PROBLEM STATEMENT
A verbatim reproduction of all the entries is needed.

INFORMATION SHOWN
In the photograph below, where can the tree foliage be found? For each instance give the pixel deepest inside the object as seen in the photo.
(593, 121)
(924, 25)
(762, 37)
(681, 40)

EXERCISE RESULT
In the photograph below, where can the tree foliage be found? For each instance give the pixel deepest inside the object as seen in the photo.
(593, 121)
(924, 25)
(762, 37)
(681, 40)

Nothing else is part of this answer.